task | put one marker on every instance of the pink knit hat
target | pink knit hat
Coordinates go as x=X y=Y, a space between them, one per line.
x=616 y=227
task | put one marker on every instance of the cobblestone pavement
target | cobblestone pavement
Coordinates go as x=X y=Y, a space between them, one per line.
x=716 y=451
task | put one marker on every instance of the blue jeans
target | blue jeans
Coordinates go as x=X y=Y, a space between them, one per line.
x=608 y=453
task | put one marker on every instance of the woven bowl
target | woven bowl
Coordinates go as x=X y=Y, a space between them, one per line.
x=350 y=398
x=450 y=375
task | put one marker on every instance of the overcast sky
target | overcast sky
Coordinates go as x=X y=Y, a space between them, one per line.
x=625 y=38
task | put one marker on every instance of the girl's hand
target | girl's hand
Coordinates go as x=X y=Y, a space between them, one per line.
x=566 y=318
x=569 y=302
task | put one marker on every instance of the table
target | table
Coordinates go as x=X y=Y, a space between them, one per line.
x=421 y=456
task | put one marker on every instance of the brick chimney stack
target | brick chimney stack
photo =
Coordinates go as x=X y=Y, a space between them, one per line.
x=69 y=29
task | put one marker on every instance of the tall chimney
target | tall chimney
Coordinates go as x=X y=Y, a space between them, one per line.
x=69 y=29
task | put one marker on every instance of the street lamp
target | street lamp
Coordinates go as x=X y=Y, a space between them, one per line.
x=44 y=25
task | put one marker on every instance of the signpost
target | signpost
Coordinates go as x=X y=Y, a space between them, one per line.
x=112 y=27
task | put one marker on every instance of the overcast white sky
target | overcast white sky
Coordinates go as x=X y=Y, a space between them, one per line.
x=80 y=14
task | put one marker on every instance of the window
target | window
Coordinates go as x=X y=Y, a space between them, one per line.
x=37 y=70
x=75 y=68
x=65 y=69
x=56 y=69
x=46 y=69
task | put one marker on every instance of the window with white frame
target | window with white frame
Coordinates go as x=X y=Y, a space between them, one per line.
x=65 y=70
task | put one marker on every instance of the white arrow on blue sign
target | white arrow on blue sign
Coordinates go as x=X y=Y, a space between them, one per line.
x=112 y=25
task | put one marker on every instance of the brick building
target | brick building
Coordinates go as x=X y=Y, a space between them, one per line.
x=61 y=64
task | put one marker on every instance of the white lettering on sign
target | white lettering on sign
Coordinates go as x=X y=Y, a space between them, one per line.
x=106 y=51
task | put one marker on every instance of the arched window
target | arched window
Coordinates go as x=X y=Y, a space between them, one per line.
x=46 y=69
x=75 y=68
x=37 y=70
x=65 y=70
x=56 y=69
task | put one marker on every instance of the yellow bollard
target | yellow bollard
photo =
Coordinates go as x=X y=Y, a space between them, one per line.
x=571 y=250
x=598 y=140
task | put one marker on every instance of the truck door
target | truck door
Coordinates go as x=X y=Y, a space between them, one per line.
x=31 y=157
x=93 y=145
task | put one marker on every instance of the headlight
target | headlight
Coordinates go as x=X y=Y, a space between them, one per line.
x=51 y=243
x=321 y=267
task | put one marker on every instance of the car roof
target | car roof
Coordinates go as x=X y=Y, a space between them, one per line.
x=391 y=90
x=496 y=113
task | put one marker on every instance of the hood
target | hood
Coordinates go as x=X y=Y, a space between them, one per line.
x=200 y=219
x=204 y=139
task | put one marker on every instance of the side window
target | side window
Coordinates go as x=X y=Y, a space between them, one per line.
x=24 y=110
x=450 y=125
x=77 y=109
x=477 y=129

---+---

TASK DESCRIPTION
From the line containing "task | put one marker on every instance of the truck" down to the last line, reproduce the records exactly. Include both ends.

TASK RESULT
task | put one marker on every instance of the truck door
target | truck door
Coordinates go as x=X y=Y, a space between them, one per line.
x=31 y=157
x=93 y=145
task | put one marker on every instance of the headlight
target | headlight
Coordinates go as x=X y=Y, a space between them, one per line.
x=51 y=243
x=321 y=267
task | put one marker on every instance of the car roof
target | car roof
Coordinates go as x=X y=Y, a space between them, one per line.
x=391 y=90
x=496 y=113
task | put one marker on every instance of the hood
target | hood
Coordinates go as x=X y=Y, a space between them, one per line.
x=200 y=219
x=204 y=139
task | put one marker on every instance of the side window
target | side window
Coordinates go as x=X y=Y, a space between them, one per line.
x=24 y=110
x=450 y=125
x=77 y=109
x=477 y=129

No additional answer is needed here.